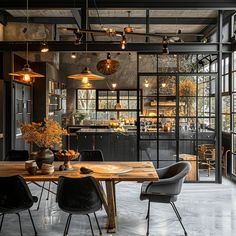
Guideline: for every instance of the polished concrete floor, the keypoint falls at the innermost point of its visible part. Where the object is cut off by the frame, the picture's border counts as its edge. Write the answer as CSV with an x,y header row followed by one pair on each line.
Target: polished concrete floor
x,y
206,209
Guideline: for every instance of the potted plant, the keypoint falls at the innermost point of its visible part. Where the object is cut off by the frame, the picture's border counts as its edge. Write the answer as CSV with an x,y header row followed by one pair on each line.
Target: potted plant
x,y
45,135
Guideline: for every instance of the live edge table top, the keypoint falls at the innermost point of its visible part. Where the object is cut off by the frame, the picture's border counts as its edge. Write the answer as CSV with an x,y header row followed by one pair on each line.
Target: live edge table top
x,y
115,171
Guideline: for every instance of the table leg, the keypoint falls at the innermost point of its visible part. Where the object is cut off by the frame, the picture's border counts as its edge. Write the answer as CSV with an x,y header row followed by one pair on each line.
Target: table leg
x,y
112,224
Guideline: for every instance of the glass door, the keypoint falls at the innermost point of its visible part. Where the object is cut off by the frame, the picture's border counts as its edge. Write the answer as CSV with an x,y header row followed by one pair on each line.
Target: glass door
x,y
177,122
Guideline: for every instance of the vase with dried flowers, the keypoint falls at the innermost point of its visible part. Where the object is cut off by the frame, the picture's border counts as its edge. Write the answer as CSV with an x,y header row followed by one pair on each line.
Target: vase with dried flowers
x,y
45,135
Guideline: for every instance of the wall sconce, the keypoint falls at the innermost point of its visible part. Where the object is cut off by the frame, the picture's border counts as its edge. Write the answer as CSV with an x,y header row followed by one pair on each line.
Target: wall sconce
x,y
123,42
114,85
146,84
163,85
44,47
73,55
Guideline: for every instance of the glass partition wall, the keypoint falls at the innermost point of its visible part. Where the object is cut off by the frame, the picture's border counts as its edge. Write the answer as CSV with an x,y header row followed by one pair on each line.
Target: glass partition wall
x,y
178,117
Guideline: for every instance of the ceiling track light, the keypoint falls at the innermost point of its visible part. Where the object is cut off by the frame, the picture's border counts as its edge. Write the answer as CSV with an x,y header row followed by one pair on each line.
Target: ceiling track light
x,y
165,49
146,83
73,55
78,36
123,42
44,47
108,66
114,85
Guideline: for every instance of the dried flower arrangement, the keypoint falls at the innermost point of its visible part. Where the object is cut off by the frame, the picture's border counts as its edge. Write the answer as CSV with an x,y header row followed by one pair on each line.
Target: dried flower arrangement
x,y
44,134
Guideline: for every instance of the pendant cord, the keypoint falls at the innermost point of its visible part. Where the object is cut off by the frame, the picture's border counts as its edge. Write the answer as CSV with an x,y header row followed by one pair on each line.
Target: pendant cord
x,y
86,25
27,27
99,18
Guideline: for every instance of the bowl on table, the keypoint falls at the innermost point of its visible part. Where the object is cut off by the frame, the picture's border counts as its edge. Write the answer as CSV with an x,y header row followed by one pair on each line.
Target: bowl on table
x,y
47,169
67,156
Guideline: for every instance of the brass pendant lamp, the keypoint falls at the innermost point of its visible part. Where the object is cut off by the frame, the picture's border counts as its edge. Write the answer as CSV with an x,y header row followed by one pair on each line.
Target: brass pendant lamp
++++
**DESCRIPTION OF THE TASK**
Reproduce, with no changes, the part of the entries that opens with the line containing "Guideline: for every instance of the brass" and continues through the end of the entries. Both ends are included.

**FINAL RESULT**
Guideline: for every instance of the brass pendant lamp, the keypoint falls at the innermost point of its visible part. Where the object is cut off by the frame, the picture's border counts as its edge. Write the answer as CSV with an x,y header row followed by one pair on each line.
Target: brass pendant lamp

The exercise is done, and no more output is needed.